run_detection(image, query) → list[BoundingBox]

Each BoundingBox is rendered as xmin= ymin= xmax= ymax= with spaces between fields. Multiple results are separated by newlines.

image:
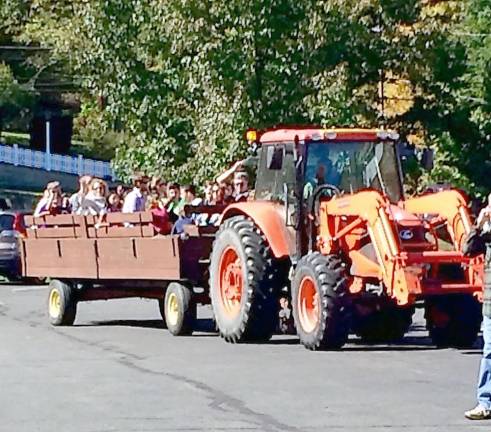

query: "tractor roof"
xmin=258 ymin=127 xmax=398 ymax=144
--- --- ---
WHAT IS NEEDED: Copy the records above word for word, but leave out the pictures.

ANSWER TO THIS PROBLEM:
run_detection(image, query) → list[BoundingBox]

Each BoundingBox is rendered as xmin= ymin= xmax= ymax= with spaces between fields. Multiple results are separated by newlines.

image:

query: "tractor roof"
xmin=258 ymin=127 xmax=398 ymax=144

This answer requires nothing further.